Lines of data
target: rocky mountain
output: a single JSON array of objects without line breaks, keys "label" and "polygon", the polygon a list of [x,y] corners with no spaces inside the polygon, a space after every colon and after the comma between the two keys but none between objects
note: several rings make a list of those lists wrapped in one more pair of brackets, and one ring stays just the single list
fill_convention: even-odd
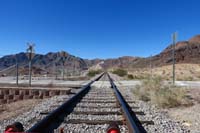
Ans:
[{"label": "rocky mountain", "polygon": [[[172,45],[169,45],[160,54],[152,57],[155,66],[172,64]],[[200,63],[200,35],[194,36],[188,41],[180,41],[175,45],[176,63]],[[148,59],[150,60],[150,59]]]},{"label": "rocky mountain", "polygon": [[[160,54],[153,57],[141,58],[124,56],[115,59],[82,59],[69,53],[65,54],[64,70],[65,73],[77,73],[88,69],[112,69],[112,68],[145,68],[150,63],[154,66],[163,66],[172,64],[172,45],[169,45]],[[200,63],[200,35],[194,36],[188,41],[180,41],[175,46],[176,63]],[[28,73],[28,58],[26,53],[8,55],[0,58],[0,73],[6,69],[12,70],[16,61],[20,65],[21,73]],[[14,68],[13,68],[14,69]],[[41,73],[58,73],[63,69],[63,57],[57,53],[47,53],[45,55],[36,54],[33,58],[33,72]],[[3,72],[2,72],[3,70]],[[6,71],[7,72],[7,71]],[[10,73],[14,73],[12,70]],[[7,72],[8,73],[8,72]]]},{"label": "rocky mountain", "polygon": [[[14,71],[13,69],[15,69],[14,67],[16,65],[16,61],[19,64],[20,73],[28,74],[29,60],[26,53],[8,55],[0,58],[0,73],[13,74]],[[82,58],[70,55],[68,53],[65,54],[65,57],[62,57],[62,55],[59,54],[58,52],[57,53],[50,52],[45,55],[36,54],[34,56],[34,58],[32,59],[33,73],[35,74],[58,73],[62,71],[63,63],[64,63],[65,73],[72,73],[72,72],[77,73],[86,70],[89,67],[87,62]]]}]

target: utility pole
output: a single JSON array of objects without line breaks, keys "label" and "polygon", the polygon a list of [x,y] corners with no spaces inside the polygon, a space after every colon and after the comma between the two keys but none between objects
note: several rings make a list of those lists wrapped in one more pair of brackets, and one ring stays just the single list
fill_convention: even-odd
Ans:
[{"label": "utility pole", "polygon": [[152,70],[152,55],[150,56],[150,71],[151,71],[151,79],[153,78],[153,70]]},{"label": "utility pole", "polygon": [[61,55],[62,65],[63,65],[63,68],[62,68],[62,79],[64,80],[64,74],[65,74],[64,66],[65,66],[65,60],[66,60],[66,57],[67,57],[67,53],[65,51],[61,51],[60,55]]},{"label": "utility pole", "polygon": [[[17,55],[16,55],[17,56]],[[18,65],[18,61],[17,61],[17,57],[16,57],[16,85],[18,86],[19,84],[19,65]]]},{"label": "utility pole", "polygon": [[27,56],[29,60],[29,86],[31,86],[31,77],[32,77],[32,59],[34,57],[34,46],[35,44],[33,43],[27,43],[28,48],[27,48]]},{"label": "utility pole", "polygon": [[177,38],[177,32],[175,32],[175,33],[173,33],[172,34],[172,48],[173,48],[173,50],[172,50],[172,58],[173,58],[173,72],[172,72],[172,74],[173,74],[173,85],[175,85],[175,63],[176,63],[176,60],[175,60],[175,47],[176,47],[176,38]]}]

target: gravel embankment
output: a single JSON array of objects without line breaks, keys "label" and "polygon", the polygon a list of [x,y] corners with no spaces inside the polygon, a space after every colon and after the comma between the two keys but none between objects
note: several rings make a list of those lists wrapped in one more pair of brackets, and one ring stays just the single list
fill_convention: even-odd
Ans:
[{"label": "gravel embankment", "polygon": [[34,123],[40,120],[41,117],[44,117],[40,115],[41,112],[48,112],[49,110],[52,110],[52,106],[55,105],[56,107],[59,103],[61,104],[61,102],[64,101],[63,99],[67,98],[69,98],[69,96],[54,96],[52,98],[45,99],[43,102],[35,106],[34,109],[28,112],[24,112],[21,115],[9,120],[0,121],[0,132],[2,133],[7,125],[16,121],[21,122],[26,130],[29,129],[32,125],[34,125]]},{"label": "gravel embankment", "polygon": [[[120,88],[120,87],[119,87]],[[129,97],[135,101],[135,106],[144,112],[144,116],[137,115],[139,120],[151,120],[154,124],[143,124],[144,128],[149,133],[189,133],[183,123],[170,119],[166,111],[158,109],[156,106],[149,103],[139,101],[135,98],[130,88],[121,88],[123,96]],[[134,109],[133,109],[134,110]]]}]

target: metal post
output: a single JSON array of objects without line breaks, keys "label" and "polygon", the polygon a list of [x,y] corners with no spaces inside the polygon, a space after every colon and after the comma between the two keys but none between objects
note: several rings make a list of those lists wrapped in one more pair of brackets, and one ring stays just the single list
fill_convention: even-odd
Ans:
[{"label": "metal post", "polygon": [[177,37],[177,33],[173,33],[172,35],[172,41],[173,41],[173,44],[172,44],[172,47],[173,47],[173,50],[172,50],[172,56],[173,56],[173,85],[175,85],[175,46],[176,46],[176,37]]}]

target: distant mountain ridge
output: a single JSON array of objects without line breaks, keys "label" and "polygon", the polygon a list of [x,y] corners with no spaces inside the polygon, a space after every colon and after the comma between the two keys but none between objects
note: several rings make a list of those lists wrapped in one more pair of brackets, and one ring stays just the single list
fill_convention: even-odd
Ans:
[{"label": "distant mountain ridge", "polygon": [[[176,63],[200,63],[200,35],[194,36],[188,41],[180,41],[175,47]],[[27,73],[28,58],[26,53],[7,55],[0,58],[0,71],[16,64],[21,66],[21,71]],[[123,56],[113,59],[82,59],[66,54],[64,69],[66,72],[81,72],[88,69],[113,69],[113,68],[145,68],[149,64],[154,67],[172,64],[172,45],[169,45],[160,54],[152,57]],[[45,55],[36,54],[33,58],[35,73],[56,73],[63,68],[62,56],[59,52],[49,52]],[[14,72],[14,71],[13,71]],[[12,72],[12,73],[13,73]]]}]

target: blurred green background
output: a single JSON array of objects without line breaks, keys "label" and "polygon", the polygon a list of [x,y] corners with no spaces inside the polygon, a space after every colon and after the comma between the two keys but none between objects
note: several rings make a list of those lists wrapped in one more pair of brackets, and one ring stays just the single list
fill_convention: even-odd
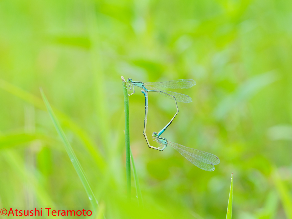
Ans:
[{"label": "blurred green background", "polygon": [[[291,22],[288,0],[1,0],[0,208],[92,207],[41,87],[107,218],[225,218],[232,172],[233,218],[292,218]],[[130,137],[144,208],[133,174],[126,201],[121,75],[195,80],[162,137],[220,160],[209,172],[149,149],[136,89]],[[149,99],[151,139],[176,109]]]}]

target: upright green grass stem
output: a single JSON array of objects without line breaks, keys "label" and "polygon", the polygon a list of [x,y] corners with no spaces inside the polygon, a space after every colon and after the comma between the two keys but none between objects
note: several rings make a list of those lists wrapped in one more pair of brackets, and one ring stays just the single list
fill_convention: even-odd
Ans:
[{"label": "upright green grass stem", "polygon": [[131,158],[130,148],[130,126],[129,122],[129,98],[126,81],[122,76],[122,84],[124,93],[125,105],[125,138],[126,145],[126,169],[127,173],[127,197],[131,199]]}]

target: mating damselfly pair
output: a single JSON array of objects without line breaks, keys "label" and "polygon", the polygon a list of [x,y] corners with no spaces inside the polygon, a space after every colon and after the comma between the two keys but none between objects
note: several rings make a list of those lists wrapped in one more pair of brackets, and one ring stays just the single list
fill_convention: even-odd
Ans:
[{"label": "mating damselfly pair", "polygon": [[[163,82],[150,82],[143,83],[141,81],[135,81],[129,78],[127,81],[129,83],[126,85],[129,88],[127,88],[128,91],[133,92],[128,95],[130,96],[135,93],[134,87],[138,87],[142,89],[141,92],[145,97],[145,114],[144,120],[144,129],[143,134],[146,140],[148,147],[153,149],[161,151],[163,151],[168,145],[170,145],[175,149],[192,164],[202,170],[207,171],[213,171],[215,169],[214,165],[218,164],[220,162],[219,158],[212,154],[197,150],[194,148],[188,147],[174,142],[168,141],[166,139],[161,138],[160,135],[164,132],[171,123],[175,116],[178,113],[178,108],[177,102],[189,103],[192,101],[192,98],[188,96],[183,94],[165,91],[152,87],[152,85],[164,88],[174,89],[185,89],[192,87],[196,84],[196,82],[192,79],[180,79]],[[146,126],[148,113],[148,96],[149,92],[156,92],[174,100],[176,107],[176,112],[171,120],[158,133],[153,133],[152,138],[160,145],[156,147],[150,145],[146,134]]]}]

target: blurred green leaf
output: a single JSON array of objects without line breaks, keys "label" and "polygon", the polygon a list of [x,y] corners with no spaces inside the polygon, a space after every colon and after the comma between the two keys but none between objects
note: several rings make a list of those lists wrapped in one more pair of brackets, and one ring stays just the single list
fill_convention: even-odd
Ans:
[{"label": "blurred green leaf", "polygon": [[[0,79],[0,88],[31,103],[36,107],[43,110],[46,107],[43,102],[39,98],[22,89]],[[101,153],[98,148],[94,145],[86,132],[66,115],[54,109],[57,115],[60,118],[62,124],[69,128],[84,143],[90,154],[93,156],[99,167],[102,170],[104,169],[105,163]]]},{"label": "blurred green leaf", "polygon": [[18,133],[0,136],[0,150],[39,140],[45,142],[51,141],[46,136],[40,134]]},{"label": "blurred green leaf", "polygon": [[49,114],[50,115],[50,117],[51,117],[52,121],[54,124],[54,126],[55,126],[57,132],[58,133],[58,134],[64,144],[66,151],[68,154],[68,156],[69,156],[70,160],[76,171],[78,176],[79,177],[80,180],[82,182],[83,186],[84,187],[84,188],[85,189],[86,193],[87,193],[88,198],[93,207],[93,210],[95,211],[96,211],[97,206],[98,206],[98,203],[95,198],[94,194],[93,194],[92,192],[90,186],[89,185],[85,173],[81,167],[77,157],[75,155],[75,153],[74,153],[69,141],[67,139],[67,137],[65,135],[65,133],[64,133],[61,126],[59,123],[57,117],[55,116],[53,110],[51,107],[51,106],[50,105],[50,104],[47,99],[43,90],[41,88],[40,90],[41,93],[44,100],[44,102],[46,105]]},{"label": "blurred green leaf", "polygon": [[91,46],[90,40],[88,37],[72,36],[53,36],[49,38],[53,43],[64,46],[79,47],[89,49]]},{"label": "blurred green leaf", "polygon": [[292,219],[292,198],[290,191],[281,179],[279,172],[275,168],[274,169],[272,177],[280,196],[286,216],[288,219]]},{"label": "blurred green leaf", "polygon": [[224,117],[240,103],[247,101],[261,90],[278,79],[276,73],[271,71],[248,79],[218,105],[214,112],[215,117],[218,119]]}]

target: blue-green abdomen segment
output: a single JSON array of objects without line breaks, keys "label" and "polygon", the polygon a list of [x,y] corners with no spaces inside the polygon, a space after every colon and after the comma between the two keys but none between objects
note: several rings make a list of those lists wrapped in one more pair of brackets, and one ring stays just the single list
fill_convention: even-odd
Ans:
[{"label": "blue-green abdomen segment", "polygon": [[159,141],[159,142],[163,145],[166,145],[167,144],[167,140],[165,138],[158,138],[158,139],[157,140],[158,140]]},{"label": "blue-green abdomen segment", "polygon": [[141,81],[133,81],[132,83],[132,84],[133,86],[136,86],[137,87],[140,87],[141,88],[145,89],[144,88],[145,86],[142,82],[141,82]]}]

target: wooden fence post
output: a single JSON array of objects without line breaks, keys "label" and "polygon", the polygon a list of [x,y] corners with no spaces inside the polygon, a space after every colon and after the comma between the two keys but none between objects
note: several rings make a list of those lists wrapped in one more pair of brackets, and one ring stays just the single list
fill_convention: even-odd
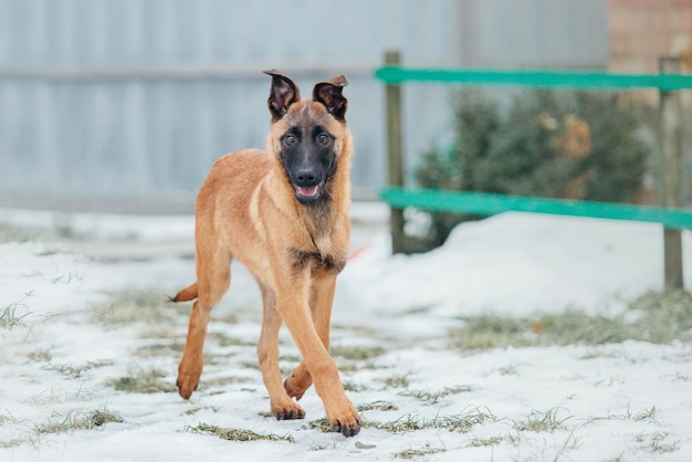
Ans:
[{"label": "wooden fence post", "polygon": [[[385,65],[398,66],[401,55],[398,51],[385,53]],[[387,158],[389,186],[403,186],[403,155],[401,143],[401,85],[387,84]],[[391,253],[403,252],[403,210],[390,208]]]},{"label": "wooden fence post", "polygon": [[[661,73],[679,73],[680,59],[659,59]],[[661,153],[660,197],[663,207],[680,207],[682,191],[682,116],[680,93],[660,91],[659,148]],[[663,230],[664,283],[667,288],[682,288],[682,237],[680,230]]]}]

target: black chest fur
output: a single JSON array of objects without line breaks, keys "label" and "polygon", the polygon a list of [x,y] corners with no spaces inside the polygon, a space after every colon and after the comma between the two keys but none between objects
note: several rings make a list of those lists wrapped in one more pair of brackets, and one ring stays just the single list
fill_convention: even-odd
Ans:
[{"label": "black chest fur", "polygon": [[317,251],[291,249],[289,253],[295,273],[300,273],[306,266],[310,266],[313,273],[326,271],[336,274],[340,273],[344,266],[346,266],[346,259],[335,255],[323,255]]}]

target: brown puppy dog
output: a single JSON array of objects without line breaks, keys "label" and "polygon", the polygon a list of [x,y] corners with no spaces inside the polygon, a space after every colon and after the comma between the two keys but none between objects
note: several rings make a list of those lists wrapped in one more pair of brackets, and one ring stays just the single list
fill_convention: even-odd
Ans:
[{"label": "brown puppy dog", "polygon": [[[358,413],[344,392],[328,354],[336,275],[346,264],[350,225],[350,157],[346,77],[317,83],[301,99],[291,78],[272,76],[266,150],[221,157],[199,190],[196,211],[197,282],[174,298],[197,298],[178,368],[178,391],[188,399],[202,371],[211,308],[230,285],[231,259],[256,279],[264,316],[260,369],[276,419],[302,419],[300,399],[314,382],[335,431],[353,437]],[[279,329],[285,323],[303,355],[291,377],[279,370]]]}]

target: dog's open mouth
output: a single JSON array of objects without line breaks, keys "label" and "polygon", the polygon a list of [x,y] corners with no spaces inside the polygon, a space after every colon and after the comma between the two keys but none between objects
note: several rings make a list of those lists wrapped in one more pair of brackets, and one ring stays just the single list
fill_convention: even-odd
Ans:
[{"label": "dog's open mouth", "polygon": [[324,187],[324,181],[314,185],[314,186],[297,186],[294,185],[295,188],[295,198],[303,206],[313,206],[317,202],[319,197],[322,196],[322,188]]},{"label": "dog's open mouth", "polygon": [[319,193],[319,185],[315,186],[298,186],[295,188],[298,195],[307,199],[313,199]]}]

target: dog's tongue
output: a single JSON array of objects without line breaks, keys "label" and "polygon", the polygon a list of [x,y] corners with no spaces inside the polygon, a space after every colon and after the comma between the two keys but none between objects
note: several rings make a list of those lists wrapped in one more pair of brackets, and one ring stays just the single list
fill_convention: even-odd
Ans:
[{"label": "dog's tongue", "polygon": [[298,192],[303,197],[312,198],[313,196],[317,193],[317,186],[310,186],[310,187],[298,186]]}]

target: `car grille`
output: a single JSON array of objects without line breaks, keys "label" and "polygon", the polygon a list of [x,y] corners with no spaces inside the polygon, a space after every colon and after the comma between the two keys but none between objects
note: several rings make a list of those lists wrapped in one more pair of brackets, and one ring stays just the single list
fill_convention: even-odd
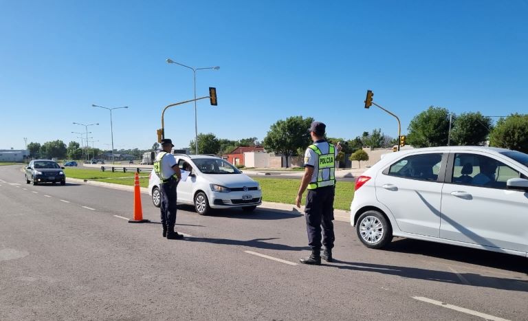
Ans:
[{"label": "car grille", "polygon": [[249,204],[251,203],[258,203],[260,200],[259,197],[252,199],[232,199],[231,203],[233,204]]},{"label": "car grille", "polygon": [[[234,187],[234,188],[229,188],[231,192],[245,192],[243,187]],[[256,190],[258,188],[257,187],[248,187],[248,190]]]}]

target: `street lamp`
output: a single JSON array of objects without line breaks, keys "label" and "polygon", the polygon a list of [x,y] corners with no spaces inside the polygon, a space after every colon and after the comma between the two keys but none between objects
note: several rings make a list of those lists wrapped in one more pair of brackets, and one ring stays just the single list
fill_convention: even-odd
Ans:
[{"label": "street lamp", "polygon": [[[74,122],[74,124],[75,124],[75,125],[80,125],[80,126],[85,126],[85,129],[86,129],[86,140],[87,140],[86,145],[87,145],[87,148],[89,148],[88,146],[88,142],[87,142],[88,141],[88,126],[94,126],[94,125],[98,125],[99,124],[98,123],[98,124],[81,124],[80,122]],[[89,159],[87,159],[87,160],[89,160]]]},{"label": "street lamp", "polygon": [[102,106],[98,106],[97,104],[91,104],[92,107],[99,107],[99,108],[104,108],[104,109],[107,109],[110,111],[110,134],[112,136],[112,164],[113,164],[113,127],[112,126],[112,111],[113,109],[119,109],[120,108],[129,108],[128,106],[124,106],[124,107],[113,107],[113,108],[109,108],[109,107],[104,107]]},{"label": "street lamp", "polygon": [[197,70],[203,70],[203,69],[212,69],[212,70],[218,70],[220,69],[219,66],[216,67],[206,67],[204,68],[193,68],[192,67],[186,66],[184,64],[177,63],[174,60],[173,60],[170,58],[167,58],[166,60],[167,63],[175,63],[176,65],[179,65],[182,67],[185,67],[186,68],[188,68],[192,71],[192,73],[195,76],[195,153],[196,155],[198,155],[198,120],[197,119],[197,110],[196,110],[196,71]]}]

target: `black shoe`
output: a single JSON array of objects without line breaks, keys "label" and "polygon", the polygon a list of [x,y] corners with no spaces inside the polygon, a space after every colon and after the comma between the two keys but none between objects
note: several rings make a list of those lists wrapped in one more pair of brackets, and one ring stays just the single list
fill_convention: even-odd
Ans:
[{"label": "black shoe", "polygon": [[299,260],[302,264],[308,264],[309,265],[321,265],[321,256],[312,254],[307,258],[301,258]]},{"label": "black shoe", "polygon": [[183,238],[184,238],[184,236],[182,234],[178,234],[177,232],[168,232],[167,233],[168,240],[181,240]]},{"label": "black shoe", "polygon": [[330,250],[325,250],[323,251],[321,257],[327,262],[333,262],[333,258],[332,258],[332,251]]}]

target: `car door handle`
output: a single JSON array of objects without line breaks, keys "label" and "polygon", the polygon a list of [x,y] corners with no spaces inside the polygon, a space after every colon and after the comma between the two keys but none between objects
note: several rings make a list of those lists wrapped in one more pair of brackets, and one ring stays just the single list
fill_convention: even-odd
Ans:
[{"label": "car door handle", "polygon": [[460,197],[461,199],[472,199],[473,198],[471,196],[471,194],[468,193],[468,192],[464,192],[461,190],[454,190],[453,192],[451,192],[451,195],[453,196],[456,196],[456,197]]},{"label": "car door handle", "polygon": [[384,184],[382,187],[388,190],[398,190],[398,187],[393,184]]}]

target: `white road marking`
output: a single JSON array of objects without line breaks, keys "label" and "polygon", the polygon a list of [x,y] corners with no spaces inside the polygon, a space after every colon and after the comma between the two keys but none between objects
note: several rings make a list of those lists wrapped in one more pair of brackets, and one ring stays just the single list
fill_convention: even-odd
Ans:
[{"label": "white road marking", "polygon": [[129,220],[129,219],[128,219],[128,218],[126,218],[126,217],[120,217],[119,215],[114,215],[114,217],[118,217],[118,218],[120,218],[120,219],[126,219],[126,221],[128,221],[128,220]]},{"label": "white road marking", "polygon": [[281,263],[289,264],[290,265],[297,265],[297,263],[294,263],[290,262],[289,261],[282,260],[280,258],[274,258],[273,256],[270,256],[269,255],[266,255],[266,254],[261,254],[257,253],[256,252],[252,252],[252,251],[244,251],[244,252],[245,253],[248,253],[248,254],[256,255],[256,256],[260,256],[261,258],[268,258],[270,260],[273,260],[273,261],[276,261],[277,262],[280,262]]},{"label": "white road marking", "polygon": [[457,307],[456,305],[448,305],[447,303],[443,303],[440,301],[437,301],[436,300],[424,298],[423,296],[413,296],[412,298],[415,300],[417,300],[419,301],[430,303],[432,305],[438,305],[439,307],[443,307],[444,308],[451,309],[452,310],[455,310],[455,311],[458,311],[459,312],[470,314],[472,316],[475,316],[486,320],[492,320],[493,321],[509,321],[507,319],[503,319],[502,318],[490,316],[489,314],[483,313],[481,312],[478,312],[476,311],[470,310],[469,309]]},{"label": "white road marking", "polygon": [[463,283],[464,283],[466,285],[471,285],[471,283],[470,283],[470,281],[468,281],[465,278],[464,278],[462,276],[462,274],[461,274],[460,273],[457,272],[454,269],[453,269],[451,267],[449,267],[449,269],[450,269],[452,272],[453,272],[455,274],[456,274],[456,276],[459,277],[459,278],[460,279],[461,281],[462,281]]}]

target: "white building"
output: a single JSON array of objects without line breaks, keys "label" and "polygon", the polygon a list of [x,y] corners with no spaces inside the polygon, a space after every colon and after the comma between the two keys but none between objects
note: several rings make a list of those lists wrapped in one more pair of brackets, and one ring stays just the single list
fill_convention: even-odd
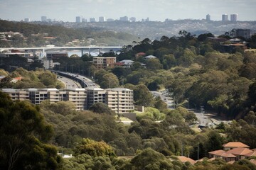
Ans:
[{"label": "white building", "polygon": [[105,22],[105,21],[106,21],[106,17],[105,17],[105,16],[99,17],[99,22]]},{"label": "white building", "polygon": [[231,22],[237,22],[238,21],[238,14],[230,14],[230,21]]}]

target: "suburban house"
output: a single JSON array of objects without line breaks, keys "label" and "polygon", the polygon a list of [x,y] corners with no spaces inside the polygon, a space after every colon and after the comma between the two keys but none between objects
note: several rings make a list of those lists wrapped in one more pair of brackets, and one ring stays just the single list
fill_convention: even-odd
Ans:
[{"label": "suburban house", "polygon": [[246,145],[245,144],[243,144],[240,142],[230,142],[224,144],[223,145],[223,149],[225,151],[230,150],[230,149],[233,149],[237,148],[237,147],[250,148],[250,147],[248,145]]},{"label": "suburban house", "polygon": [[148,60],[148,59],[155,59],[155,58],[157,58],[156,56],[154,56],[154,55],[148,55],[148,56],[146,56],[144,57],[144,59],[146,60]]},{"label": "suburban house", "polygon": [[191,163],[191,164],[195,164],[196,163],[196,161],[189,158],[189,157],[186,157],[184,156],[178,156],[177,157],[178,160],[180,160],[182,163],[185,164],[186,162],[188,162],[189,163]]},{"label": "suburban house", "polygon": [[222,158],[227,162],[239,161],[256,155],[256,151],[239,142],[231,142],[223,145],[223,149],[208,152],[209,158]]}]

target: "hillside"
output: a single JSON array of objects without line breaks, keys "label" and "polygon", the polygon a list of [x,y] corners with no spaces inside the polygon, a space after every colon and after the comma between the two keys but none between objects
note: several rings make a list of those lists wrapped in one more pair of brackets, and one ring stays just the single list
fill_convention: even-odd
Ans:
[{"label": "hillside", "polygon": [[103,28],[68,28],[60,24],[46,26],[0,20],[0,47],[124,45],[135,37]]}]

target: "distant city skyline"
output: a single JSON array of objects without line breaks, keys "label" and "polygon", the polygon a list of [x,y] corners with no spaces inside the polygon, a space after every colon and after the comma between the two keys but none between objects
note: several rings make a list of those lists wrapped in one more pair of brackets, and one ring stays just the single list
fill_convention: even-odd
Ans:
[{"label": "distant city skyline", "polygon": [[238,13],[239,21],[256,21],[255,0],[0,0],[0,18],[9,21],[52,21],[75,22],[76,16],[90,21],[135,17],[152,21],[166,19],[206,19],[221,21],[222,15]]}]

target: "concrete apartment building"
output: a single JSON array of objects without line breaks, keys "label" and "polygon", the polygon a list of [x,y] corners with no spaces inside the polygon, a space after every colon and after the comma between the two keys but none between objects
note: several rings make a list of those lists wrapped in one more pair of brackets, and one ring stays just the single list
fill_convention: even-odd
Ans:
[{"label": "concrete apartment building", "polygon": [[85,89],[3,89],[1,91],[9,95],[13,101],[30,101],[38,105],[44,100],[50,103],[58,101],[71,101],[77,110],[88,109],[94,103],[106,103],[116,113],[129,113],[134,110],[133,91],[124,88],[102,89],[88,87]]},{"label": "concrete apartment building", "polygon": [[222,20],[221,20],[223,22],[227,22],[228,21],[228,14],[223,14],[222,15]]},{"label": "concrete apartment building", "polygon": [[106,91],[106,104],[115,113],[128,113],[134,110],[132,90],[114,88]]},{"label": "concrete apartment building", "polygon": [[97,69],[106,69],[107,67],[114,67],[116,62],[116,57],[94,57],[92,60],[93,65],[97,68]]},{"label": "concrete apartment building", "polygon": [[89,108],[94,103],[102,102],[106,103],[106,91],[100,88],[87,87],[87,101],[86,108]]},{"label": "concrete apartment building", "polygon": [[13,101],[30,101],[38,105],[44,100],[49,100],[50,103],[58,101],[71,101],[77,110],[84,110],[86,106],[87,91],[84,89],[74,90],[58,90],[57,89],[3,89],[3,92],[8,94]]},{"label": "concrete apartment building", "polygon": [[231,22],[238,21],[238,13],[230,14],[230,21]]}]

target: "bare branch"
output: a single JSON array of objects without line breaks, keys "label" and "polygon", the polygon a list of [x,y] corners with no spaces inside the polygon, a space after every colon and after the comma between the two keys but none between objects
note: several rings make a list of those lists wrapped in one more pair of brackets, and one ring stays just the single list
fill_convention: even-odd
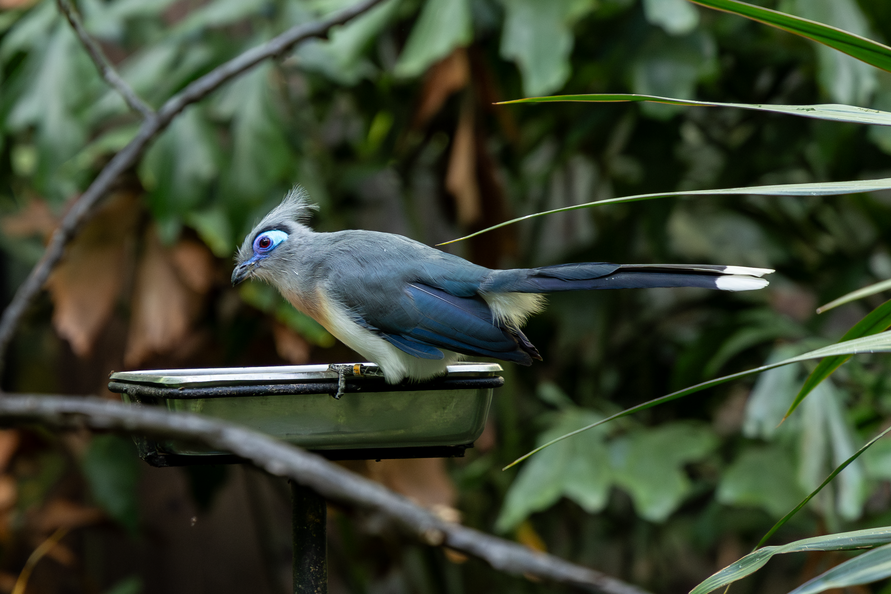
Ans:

## GIVEN REQUEST
Which lines above contain the string "blurred"? Copy each of them, treating uppercase and lowercase as different.

## RIGHT ANSWER
target: blurred green background
[{"label": "blurred green background", "polygon": [[[291,22],[288,0],[1,0],[0,208],[92,207],[41,87],[107,218],[225,218],[232,172],[233,218],[292,218]],[[130,137],[144,208],[133,174],[126,201],[121,75],[195,80],[162,137],[220,160],[209,172],[149,149],[136,89]],[[149,99],[151,139],[176,109]]]}]
target: blurred green leaf
[{"label": "blurred green leaf", "polygon": [[[0,79],[0,88],[31,103],[36,107],[43,110],[46,107],[43,102],[39,98],[22,89]],[[101,153],[98,148],[94,145],[86,132],[66,115],[54,109],[57,115],[60,118],[62,124],[69,128],[84,143],[90,154],[93,156],[99,167],[102,170],[104,169],[105,163]]]},{"label": "blurred green leaf", "polygon": [[18,133],[0,136],[0,150],[39,140],[45,142],[51,141],[46,136],[40,134]]},{"label": "blurred green leaf", "polygon": [[49,114],[50,115],[50,117],[51,117],[52,121],[54,124],[54,126],[55,126],[57,132],[58,133],[58,134],[64,144],[66,151],[68,154],[68,156],[69,156],[70,160],[76,171],[78,176],[79,177],[80,180],[82,182],[83,186],[84,187],[84,188],[85,189],[86,193],[87,193],[88,198],[93,207],[93,210],[95,211],[96,211],[97,206],[98,206],[98,203],[95,198],[94,194],[93,194],[92,192],[90,186],[89,185],[85,173],[81,167],[77,157],[75,155],[75,153],[74,153],[69,141],[67,139],[67,137],[65,135],[65,133],[64,133],[61,126],[59,123],[57,117],[55,116],[53,110],[51,107],[51,106],[50,105],[50,104],[47,99],[43,90],[41,88],[40,90],[41,93],[44,100],[44,102],[46,105]]},{"label": "blurred green leaf", "polygon": [[91,46],[90,40],[88,37],[72,36],[53,36],[49,38],[53,43],[64,46],[79,47],[89,49]]},{"label": "blurred green leaf", "polygon": [[292,219],[292,198],[290,191],[281,179],[279,172],[275,168],[274,169],[272,177],[280,196],[286,216],[288,219]]},{"label": "blurred green leaf", "polygon": [[224,117],[240,103],[247,101],[261,90],[278,79],[276,73],[271,71],[248,79],[218,105],[214,112],[215,117],[218,119]]}]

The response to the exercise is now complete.